** Directions **
a – Revise the size_t thread from "Probably because size_t" up to and including "the sizeof operator.", putting "diagnostic" in place of "warning".
b – Report how many lines of the listing contain the string "positive", matching case exactly, and give only the number.

** Page extract **
No. See limits.h for size limitations.

>>Why does 'printf("size of size_t: %d\n",sizeof(size_t ));' make a warning?

Probably because size_t is unsigned long and %d is signed int. Try %u and see if the warning persists.

>>The size_t is a unsigned long int, so apparantly it uses 8 bytes,
No, its only 4 bytes on a 32-bit compiler. See the sizeof operator.

>>It seems that the max value of a size_t on my 64bit ubuntu system is
18446744073709551615

It's the compiler's limits in limits.h. If you are using a 32-bit compiler than the size of size_t is still 32-bits even though you may be running the compiler on a 64-bit operating system.

Considering the output you received from your program I would guess that g++ is compiling as a 64-bit compiler.

Member Avatar for ArkM

>Apparantly the size_t is typedefed to a unsigned long int on my system. Is this safe to assume its the same on all c++ compilers?

Nope: "The value of the result (of the operator sizeof) is implementation-defined, and its type (an unsigned integer type) is size_t, defined in <stddef.h> (and other headers)."

>Why does 'printf("size of size_t: %d\n",sizeof(size_t ));' make a warning?

Use well-known %lu format specifier for unsigned long int...

** Input data **
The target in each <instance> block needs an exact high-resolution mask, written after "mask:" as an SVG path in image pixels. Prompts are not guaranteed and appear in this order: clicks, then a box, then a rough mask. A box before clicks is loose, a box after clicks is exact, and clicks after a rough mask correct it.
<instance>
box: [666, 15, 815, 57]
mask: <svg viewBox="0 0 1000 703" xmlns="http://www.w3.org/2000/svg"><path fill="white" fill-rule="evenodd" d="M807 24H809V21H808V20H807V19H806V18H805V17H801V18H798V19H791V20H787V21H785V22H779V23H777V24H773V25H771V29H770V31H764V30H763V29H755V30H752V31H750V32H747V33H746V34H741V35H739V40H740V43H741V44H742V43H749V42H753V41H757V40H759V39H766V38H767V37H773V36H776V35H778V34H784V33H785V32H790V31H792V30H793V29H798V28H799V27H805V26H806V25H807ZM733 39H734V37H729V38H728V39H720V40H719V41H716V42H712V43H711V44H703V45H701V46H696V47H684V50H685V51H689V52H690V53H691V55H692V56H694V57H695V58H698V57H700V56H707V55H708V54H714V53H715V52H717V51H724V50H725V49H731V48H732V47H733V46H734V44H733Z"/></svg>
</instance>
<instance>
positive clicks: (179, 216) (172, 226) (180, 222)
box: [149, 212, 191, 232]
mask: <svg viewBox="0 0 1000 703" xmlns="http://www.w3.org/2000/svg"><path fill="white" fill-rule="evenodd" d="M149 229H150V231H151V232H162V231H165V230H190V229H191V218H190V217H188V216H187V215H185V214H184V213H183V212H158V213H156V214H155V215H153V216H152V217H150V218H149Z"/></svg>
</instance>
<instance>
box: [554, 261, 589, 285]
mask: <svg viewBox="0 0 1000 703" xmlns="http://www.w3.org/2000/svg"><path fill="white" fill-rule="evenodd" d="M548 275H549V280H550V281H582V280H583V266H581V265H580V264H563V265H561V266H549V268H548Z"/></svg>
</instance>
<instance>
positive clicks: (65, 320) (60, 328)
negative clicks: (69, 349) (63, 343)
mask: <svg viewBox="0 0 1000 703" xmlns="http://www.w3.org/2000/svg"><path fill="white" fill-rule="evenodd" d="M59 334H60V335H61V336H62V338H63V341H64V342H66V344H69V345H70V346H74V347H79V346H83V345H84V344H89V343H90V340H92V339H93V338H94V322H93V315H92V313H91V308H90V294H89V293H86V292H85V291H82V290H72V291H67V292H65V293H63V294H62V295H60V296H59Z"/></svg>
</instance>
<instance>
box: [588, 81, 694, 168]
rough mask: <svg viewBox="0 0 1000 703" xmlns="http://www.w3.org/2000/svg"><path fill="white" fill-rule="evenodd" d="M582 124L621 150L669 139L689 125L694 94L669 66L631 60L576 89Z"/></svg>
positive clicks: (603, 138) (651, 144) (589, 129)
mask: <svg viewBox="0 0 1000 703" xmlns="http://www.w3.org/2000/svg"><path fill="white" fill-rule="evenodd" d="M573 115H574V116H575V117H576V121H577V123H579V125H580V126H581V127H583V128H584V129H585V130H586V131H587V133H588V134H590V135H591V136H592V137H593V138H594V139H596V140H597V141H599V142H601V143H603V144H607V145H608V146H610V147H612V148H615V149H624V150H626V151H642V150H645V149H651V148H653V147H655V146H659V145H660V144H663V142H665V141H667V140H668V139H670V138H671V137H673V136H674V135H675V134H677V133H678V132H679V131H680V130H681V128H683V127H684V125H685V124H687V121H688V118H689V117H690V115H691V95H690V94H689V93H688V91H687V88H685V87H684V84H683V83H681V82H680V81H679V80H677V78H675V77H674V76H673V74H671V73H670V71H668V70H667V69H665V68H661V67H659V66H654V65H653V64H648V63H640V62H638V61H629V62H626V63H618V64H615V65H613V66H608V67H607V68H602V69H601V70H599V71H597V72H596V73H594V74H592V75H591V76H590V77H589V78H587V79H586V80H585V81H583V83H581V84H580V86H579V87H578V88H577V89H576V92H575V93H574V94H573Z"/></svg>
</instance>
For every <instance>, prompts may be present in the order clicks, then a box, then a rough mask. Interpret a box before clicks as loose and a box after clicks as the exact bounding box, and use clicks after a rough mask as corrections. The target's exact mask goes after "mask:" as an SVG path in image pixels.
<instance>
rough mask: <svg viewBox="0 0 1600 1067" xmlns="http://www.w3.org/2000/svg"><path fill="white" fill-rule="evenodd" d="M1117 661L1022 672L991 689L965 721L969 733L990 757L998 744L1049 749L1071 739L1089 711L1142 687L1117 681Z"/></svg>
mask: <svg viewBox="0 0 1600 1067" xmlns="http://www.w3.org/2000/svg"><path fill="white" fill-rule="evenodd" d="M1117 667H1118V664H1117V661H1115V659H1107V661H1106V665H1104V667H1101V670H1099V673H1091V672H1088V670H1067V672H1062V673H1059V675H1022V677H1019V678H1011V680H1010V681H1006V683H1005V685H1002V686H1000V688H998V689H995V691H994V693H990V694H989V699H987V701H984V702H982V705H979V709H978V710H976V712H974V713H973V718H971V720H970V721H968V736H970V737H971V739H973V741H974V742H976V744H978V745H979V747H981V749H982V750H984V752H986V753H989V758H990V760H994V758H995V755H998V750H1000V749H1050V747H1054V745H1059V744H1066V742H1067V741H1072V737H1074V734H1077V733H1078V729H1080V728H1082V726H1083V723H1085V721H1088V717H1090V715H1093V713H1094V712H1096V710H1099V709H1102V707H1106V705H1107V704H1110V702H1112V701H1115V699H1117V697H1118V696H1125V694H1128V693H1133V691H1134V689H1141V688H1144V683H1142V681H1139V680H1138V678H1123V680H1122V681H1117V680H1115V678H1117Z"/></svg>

** Answers for the tasks **
a –
Probably because size_t is unsigned long and %d is signed int. Try %u and see if the diagnostic persists.

>>The size_t is a unsigned long int, so apparantly it uses 8 bytes,
No, its only 4 bytes on a 32-bit compiler. See the sizeof operator.

b – 3